RECORDS FOR THIS EXERCISE:
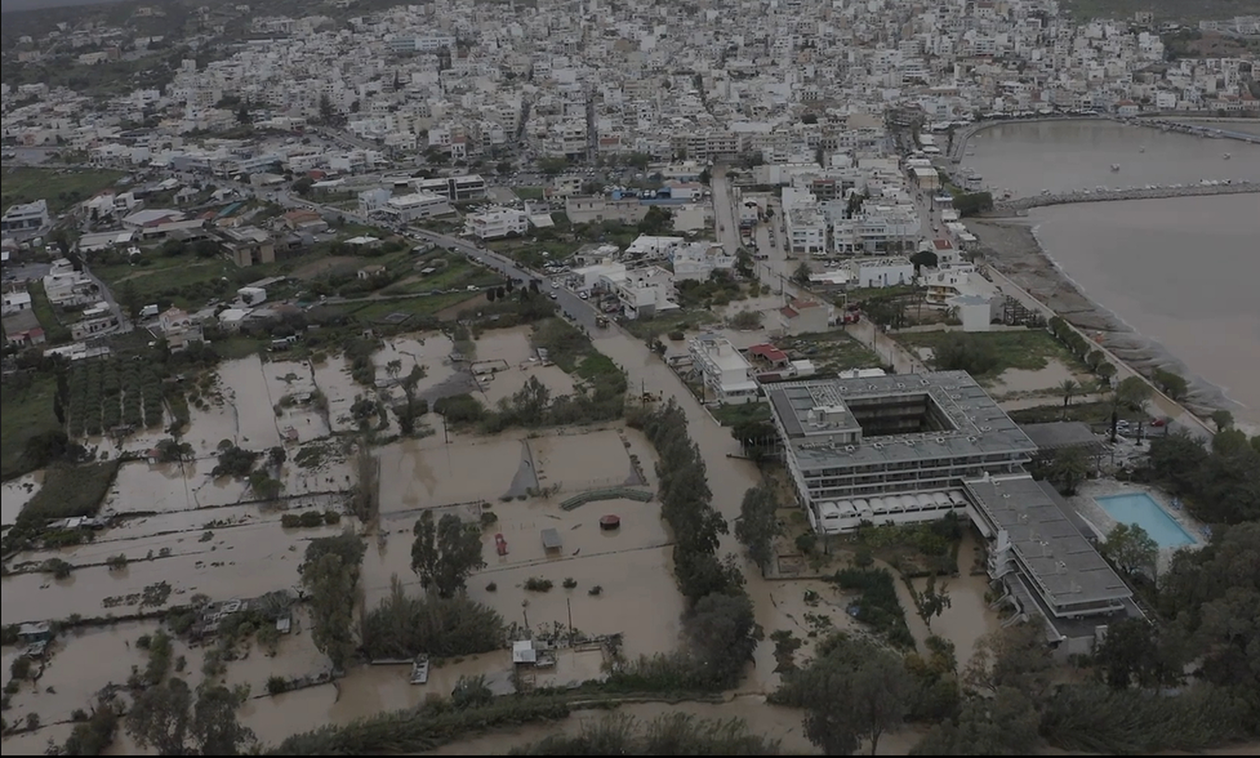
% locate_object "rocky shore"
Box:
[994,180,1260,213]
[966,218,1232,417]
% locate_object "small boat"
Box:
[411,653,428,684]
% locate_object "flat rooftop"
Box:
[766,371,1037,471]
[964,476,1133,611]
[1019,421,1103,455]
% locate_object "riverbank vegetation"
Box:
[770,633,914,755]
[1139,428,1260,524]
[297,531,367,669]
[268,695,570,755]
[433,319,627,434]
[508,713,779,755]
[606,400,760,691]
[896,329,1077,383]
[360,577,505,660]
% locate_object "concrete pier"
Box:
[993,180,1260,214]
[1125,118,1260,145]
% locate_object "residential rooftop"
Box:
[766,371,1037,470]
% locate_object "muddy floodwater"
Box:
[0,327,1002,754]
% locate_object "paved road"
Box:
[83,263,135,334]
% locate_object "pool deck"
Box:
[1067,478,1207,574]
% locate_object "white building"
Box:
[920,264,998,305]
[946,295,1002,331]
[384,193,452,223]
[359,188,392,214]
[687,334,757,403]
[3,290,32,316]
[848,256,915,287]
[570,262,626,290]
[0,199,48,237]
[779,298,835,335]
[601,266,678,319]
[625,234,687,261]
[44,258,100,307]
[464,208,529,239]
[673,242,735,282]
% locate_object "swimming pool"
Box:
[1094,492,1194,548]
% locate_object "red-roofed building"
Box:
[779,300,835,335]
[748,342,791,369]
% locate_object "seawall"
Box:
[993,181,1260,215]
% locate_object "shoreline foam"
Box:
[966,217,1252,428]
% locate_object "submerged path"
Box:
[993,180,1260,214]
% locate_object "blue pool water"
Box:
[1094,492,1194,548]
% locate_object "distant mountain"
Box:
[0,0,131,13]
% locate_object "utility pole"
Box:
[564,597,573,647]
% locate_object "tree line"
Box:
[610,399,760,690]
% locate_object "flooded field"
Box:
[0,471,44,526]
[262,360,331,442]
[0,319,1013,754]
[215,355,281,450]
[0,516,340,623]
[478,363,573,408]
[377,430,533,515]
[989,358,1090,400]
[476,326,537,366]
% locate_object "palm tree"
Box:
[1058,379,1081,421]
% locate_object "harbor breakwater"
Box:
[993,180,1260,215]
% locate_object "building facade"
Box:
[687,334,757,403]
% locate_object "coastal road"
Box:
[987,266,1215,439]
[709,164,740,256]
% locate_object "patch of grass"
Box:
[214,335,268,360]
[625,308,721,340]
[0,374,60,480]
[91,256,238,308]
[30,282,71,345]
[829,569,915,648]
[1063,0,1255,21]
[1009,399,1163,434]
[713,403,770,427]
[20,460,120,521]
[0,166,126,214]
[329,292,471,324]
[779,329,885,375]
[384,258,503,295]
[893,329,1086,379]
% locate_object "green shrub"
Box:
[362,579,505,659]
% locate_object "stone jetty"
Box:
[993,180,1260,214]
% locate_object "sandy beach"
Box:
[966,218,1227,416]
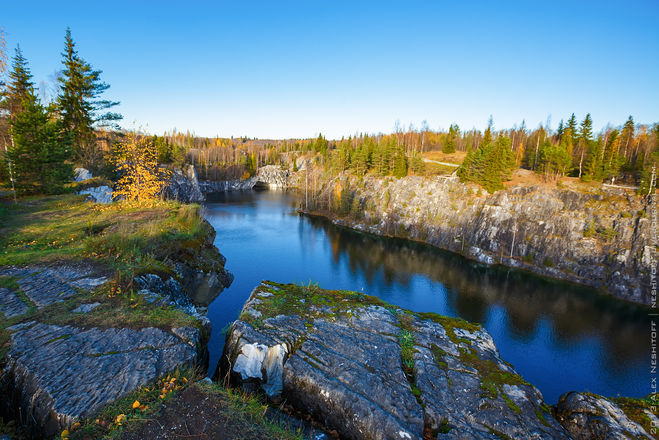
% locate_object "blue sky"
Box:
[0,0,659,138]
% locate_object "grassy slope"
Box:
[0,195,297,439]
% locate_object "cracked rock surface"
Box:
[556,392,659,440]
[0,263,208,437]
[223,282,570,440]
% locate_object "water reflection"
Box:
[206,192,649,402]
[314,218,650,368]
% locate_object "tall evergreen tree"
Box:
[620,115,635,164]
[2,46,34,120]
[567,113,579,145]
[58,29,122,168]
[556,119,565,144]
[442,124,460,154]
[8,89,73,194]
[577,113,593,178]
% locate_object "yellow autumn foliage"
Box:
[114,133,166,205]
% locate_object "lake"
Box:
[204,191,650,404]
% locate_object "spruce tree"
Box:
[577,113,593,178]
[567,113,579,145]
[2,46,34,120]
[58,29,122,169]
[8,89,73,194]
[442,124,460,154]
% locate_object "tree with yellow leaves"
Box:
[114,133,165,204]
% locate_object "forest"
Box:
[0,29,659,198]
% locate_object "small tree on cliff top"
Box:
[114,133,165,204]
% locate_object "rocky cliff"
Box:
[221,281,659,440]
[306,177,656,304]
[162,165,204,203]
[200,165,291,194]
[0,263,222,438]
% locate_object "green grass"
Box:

...

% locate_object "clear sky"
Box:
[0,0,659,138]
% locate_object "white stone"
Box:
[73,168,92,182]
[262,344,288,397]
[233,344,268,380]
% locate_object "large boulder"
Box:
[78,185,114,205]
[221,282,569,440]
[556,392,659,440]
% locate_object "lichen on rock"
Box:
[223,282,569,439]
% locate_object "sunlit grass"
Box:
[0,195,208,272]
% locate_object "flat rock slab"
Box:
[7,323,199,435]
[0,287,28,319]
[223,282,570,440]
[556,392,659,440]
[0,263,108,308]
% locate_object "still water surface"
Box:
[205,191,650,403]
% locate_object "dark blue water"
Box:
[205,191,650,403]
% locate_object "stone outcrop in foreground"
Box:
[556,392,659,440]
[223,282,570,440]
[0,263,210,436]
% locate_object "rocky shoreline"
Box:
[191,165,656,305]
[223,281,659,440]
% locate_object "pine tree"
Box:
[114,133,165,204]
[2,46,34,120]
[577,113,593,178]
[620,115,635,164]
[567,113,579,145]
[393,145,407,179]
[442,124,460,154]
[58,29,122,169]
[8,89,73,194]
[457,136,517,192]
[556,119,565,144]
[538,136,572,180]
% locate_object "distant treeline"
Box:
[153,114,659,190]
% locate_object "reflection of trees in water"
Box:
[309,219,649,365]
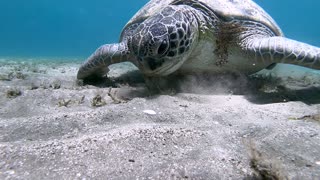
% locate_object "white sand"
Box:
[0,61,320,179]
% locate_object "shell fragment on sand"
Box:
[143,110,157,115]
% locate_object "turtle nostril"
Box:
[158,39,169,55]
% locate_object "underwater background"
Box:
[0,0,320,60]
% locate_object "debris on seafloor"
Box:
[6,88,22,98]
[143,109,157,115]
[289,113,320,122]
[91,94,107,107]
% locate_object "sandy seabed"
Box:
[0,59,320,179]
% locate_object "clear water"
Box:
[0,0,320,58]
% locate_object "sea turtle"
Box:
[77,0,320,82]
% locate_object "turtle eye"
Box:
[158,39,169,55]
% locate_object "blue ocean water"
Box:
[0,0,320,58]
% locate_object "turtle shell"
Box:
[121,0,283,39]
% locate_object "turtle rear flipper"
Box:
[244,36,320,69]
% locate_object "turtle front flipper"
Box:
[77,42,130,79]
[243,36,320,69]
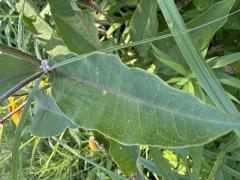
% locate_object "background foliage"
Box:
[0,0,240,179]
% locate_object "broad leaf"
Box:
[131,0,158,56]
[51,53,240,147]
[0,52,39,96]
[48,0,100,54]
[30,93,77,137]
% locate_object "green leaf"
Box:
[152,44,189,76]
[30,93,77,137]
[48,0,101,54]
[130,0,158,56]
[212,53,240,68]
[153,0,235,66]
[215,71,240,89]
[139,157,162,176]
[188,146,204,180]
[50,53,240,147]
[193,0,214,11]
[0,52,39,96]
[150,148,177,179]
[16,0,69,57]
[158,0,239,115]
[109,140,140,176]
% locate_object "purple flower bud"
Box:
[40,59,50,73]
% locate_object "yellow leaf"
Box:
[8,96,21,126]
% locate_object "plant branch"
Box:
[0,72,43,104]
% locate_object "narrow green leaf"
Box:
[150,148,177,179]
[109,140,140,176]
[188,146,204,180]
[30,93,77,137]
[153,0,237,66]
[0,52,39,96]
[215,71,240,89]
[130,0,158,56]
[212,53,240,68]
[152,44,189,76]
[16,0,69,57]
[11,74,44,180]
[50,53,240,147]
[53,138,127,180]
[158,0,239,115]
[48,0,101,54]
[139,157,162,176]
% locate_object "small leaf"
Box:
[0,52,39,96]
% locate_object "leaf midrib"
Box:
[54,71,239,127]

--

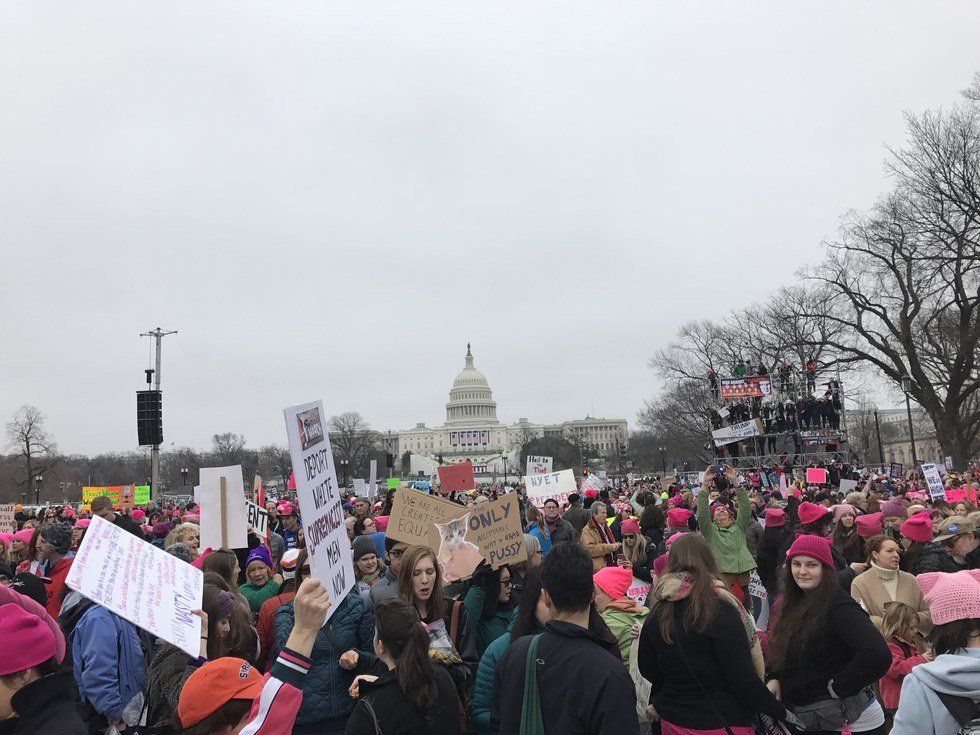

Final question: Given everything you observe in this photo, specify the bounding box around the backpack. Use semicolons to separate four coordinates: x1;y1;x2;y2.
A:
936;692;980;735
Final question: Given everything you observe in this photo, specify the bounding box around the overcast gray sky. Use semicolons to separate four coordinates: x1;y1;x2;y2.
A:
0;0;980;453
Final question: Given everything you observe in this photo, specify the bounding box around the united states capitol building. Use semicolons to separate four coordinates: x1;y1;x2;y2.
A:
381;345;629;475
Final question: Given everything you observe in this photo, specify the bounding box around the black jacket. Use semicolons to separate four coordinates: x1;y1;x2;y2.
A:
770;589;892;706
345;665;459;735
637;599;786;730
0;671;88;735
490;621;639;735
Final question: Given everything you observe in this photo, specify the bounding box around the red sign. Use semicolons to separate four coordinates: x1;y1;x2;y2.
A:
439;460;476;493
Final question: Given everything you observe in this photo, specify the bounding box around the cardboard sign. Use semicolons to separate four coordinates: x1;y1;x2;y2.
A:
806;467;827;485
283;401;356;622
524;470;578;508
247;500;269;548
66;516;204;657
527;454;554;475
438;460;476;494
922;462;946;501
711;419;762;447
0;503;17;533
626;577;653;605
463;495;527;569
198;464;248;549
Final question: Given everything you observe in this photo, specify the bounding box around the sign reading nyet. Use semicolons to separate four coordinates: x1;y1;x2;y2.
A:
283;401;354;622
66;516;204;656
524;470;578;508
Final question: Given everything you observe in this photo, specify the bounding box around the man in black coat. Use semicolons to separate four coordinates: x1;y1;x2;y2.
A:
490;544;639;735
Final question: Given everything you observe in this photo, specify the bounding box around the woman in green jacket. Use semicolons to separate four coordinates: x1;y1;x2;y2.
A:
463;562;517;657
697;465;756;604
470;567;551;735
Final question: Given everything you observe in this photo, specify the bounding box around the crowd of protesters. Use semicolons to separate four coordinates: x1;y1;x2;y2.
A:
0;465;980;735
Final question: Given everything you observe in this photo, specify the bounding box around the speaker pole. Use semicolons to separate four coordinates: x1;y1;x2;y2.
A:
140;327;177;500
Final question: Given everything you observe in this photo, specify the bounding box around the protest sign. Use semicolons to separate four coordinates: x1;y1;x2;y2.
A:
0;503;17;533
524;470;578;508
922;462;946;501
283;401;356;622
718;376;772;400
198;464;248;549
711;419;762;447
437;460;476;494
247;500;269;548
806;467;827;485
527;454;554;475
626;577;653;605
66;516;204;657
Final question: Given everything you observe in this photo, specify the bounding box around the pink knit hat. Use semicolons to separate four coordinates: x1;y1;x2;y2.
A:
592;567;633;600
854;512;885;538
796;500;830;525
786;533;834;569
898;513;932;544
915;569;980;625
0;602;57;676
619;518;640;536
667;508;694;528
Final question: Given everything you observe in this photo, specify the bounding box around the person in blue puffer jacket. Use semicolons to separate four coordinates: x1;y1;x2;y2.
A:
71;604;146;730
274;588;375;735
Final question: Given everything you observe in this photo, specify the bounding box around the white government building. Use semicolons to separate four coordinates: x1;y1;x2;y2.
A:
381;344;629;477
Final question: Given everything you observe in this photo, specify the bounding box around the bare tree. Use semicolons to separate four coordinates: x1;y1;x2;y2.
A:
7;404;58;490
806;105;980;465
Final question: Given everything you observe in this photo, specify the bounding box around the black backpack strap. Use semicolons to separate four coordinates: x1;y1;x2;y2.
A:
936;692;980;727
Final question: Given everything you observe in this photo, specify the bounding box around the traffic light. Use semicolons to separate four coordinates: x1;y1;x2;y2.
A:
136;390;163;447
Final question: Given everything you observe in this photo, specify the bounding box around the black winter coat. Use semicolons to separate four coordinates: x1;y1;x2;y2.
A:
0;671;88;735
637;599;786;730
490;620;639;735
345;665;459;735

EXERCISE DETAILS: Transcribe the items above without any changes, starting with the line that contains "around the crowd" and going on through the line that contains "140;327;177;500".

TASK ANSWER:
Final question: Given everything you observe in this photo, specify the bounding box around the crowd of protesters. Use semicolons to separate four coordinates: x1;y1;x2;y2.
A:
0;465;980;735
Final question: Given everything you observe in this photo, specify the bounding box around the speaker pole. Use semicolons to separate four coordinates: x1;y1;x2;y2.
A:
140;327;177;500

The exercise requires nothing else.